No line before the one containing "Identify the wire" should appear; that line and all lines after it, through the end of the data, are to be set down exactly.

Point-per-instance localization data
+++

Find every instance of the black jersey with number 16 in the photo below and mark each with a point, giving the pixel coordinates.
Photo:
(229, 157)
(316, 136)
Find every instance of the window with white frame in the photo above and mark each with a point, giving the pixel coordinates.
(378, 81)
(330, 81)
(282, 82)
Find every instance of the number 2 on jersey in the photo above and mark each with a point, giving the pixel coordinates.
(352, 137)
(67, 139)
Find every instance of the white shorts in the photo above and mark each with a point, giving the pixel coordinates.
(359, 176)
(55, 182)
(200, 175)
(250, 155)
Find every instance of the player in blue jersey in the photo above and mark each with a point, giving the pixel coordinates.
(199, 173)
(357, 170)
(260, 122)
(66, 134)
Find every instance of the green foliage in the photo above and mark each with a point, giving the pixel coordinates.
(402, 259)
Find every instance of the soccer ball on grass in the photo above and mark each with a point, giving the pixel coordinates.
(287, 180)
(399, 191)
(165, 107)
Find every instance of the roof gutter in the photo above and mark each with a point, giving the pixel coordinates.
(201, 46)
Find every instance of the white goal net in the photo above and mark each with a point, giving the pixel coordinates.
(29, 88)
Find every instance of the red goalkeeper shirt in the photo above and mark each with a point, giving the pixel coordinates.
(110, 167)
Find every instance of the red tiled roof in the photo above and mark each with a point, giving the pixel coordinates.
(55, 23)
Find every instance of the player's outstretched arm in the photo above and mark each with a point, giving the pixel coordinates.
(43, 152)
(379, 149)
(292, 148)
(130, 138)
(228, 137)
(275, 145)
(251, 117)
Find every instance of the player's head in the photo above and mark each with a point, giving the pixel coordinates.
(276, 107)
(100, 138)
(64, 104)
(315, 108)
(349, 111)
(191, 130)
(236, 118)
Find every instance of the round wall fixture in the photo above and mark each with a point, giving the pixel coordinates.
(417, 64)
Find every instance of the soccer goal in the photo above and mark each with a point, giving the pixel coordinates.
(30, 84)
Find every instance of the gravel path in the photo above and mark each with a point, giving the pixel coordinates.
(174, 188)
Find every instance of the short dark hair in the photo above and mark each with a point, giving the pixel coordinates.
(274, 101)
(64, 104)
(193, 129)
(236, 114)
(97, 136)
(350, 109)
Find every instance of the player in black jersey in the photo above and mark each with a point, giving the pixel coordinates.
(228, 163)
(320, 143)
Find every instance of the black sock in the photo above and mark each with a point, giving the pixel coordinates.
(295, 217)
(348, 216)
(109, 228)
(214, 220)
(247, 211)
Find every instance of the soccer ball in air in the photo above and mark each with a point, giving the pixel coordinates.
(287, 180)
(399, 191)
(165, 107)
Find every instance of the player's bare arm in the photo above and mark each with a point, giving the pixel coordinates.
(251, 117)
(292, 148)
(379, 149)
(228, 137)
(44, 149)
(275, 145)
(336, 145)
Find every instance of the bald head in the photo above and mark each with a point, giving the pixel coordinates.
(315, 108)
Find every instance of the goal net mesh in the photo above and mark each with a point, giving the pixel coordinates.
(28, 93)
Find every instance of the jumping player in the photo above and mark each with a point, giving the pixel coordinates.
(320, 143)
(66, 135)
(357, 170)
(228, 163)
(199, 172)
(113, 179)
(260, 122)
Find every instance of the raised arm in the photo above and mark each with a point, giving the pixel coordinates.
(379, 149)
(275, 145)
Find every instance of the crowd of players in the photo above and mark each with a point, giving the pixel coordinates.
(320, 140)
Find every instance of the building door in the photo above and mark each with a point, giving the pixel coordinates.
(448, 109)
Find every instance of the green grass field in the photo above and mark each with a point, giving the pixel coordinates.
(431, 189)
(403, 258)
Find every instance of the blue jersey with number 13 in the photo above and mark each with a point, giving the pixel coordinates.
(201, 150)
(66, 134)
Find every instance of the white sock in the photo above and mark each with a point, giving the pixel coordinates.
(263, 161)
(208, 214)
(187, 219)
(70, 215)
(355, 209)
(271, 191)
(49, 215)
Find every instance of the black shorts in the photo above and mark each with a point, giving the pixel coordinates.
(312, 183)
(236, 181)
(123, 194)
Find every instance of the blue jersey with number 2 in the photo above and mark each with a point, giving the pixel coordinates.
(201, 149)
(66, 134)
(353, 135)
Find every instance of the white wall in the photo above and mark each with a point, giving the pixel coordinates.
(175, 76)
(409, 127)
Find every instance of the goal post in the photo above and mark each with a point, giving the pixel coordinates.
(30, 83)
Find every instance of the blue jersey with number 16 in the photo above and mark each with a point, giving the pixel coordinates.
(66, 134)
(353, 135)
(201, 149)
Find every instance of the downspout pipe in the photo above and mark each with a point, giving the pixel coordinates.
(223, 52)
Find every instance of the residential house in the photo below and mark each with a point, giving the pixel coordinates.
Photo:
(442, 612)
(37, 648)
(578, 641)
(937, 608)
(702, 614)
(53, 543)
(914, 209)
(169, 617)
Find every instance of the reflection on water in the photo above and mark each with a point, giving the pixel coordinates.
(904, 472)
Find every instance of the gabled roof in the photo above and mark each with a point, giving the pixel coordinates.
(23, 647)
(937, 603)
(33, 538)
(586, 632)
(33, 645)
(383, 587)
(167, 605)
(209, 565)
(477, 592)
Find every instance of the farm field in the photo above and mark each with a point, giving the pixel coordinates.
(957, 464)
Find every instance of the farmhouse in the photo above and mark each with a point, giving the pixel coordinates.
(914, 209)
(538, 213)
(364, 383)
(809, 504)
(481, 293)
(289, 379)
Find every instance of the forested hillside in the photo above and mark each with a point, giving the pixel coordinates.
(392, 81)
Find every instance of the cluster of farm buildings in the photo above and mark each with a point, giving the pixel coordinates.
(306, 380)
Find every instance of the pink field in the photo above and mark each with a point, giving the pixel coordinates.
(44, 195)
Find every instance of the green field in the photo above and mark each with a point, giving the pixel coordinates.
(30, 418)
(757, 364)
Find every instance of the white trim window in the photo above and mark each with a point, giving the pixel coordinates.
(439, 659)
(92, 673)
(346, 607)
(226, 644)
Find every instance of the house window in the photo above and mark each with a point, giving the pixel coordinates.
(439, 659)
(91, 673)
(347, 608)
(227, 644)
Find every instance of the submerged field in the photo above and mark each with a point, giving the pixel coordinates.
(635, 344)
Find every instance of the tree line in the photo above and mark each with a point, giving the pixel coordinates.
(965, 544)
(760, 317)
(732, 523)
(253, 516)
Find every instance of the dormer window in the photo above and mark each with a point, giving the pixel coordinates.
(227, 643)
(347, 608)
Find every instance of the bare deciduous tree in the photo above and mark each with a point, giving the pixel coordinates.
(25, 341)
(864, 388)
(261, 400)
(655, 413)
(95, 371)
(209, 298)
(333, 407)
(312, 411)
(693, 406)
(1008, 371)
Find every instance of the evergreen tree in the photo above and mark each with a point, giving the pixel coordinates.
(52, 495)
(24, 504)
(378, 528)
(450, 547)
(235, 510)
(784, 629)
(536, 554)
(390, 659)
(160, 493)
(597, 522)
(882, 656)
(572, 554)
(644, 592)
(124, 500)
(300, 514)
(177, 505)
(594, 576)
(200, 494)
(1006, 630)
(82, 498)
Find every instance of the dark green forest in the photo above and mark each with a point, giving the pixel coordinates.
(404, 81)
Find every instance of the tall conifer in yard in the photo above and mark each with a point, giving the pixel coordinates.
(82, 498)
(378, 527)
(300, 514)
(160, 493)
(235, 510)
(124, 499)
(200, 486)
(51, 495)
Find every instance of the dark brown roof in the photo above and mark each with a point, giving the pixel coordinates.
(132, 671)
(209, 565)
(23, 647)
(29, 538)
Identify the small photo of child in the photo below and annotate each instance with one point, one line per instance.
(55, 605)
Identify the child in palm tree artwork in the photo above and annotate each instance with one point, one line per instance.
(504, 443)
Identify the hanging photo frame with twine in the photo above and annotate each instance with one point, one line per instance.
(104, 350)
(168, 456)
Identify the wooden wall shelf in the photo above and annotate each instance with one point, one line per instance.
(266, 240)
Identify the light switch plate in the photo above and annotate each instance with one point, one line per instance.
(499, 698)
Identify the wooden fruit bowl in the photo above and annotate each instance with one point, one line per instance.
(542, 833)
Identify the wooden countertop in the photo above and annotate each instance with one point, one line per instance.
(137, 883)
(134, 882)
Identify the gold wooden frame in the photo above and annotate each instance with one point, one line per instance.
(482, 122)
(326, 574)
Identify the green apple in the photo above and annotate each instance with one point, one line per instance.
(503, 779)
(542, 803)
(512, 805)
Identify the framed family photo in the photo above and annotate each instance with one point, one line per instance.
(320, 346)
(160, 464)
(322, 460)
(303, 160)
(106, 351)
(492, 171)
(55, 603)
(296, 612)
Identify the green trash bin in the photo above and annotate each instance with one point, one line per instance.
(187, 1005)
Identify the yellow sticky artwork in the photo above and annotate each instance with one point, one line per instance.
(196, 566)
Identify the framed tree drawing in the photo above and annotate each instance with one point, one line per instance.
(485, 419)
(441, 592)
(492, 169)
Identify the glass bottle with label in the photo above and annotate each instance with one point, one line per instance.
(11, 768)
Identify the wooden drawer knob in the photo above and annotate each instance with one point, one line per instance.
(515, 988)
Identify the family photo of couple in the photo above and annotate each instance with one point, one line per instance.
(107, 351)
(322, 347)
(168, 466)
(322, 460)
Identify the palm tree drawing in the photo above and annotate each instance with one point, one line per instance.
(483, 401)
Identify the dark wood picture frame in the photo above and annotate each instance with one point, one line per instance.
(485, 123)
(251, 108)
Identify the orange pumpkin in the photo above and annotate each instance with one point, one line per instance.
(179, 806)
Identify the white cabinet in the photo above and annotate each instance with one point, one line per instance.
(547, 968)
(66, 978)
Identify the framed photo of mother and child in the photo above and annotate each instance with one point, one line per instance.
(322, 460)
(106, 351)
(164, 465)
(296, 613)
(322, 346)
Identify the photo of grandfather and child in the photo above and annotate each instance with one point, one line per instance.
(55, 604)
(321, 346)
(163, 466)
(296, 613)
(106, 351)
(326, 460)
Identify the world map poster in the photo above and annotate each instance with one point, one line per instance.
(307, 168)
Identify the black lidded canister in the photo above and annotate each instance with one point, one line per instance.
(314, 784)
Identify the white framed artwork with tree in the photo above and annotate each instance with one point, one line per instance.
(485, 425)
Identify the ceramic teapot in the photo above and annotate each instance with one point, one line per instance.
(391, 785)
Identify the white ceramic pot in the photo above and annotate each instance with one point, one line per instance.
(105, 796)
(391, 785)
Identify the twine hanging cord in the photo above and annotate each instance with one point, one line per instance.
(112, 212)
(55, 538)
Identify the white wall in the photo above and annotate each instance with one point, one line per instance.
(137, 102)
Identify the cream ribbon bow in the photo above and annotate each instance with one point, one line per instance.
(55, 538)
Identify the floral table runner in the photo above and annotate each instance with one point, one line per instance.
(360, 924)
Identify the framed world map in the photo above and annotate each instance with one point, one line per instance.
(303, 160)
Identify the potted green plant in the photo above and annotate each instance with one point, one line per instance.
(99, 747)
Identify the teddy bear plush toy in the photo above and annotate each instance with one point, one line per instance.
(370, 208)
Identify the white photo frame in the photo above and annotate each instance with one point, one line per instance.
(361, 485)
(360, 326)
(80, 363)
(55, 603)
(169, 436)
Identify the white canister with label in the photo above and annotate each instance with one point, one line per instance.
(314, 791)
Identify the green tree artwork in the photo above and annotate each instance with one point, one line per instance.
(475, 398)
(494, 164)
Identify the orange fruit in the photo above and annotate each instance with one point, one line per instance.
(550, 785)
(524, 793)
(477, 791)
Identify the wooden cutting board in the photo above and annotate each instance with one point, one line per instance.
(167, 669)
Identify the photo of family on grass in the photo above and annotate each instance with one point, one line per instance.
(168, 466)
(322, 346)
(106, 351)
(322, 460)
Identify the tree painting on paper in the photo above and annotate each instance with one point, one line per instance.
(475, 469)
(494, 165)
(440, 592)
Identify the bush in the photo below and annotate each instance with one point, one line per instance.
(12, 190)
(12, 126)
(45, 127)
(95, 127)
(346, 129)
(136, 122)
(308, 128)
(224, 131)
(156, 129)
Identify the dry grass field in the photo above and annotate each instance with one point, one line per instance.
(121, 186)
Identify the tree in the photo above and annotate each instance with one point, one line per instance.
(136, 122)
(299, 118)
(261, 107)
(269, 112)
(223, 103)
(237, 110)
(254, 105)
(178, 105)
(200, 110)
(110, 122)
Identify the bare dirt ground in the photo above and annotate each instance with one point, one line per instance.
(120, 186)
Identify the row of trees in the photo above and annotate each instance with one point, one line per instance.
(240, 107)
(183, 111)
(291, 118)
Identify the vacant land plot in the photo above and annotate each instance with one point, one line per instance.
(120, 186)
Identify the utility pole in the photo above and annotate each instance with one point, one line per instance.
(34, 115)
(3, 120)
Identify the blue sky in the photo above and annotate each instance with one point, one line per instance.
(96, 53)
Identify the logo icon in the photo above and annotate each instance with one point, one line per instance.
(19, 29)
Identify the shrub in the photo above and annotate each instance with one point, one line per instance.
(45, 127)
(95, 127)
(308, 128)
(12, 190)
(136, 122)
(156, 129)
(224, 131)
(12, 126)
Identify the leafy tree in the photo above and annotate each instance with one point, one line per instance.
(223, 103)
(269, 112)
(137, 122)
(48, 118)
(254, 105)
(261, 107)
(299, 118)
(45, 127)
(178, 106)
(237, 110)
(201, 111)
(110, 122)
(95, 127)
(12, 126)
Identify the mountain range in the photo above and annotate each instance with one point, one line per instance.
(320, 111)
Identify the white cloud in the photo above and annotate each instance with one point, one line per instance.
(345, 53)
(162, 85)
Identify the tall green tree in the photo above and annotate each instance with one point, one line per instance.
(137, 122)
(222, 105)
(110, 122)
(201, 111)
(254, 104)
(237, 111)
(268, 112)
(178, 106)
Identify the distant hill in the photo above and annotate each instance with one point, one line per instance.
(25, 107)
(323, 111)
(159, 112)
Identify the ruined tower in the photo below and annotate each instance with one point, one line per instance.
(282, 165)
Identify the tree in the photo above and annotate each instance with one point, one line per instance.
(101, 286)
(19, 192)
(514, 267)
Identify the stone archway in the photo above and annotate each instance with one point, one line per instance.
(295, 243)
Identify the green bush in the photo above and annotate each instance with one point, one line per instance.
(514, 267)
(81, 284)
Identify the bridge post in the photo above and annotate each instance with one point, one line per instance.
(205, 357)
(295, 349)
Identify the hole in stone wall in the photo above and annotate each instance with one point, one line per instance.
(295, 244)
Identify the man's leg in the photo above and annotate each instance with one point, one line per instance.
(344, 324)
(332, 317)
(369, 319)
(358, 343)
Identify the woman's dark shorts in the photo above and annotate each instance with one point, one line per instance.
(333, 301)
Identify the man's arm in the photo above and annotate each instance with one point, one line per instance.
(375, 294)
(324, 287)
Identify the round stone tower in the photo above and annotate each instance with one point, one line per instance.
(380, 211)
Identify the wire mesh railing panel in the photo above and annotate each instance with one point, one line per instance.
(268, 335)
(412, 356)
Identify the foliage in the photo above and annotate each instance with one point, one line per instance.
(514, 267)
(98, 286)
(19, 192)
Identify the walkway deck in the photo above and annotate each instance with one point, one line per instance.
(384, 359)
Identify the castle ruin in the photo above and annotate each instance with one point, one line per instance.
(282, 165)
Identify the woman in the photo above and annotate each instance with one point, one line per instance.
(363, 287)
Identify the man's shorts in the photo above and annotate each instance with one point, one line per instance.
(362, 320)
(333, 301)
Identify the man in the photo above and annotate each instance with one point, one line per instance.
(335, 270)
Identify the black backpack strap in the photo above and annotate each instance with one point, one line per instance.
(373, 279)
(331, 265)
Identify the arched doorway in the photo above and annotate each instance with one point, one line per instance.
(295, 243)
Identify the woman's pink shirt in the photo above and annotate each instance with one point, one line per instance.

+++

SOLUTION:
Identify the wire mesh railing panel in the photo above and annotate each instance with one point, one line per instance.
(268, 335)
(412, 356)
Identify the foliage in the photo above and annotate each instance with one point, one line per instance.
(514, 267)
(98, 286)
(19, 192)
Identify the walkway deck in the photo above and annotate each instance with one point, one line per instance.
(384, 359)
Identify the castle ruin in the photo above and annotate each instance with one point, one line per instance.
(282, 165)
Identify the woman in the photo above and annotate each instance with one point, one line per instance.
(363, 287)
Identify the man's shorts in the photo above and annotate each instance with one point, one line per instance.
(362, 320)
(333, 301)
Identify the man in the photo above and annotate each instance with one point, one line per instance.
(335, 270)
Identify the black backpack strap in the photo above and annotate each instance with one point, one line per instance.
(373, 279)
(331, 265)
Identify the arched doorway in the photo above and annotate each instance with one point, one line per instance.
(295, 243)
Identify the woman's pink shirt in the photo above and annotate each instance with one point, one line per instance.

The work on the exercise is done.